--- EXCERPTED TEXT ---
Thursday, August 18, 2011
Obama: Promoted GE's Immelt While Destroying Jobs, IBM's Palmisano Snubbed On Health Care Offer
Received an email today about the difference between GE and IBM, and how they have been treated by Obama and his cronies. The portion about GE:
General Electric is planning to move its 115-year-old X-ray division from Waukesha, Wis., to Beijing. In addition to moving the headquarters, the company will invest $2 billion in China and train more than 65 engineers and create six research centers. This is the same GE that made $5.1 billion in the United States last year, but paid no taxes-the same company that employs more people overseas than it does in the united States.
So let me get this straight. President Obama appointed GE Chairman Jeff Immelt to head his commission on job creation (job czar). Immelt is supposed to help create jobs.
I guess the President forgot to tell him in which country he was supposed to be creating those jobs.
If this doesn't show you the total lack of leadership of this President, I don't know what does.
Because Immelt has supported Obama's Cap & Tax agenda, only because GE leads in many of the alternative energy fields and is positioned to rake in billions of dollars from EPA and Dept of Energy edicts, he gets a leadership position at the job creation table. While at the table, he does what most businesses will do when faced with the onerous regulations spewing forth from our government, move the jobs to more receptive venues.
Now we go to the portion of the email about IBM:
What if I told you that the Chairman and CEO of IBM, Samuel J. Palmisano, approached President Obama and members of his administration before the healthcare bill debates with a plan that would reduce healthcare expenditures by $900 billion? Given the Obama Administration's adamancy that the United States of America simply had to make healthcare (read: health insurance) affordable for even the most dedicated welfare recipient, one would think he would have leaned forward in his chair, cupped his ear and said, "Tell me more!"
And what if I told you that the cost to the federal government for this program was nothing, zip, nada, zilch?
And, what if I told you that, in the end and after two meetings, President Obama and his team, instead of embracing a program that was proven to save money and one that was projected to save almost one trillion dollars - a private sector program costing the taxpayers nothing, zip, nada, zilch - said, "Thanks but no thanks" and then embarked on passing one of the most despised pieces of legislation in US history?
Well, it's all true.
Samuel J. Palmisano, the Chairman of the Board and CEO for IBM, said in a recent Wall Street Journal interview that he offered to provide the Obama Administration with a program that would curb healthcare claims fraud and abuse by almost one trillion dollars but the Obama White House turned the offer down.
Mr. Palmisano is quoted as saying during a taping of The Wall Street Journal's Viewpoints program on September 14, 2010:
"We could have improved the quality and reduced the cost of the healthcare system by $900 billion...I said we would do it for free to prove that it works. They turned us down."
A second meeting between Mr. Palmisano and the Obama Administration took place two weeks later, with no change in the Obama Administration's stance. A call placed to IBM on October 8, 2010, by FOX News confirmed, via a spokesperson, that Mr. Palmisano stands by his statement.
Speaking with FOX News' Stuart Varney, Mort Zuckerman, Editor-in-Chief of US News & World Report, said, "It's a little bit puzzling because I think there is a huge amount of both fraud and inefficiency that American business is a lot more comfortable with and more effective in trying to reduce. And this is certainly true because the IBM people have studied this very carefully. And when Palmisano went to the White House and made that proposal, it was based upon a lot of work and it was not accepted. And it's really puzzling. These are very, very responsible people and don't have a political ax to grind.
--- SUPPLIED DATA ---
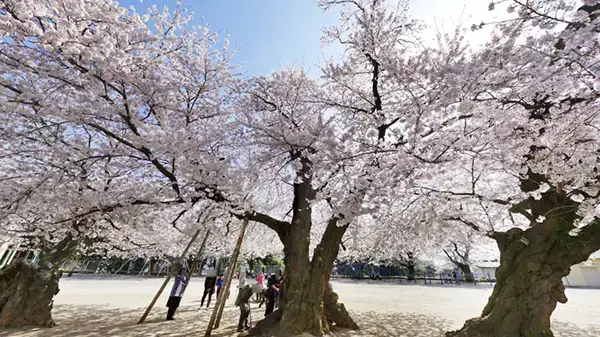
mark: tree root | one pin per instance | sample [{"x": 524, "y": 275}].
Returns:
[{"x": 26, "y": 295}]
---
◆ JOB 1
Transcribe the post about GE and IBM from "Because Immelt has" up to and including "more receptive venues.".
◆ JOB 2
Answer these questions using the post about GE and IBM:
(a) From where to where is General Electric planning to move its X-ray division?
(b) By how much did Palmisano say IBM could have reduced the cost of the healthcare system?
(c) On what date did FOX News place a call to IBM?

◆ RESPONSE 1
Because Immelt has supported Obama's Cap & Tax agenda, only because GE leads in many of the alternative energy fields and is positioned to rake in billions of dollars from EPA and Dept of Energy edicts, he gets a leadership position at the job creation table. While at the table, he does what most businesses will do when faced with the onerous regulations spewing forth from our government, move the jobs to more receptive venues.

◆ RESPONSE 2
(a) From Waukesha, Wis., to Beijing.
(b) By $900 billion.
(c) October 8, 2010.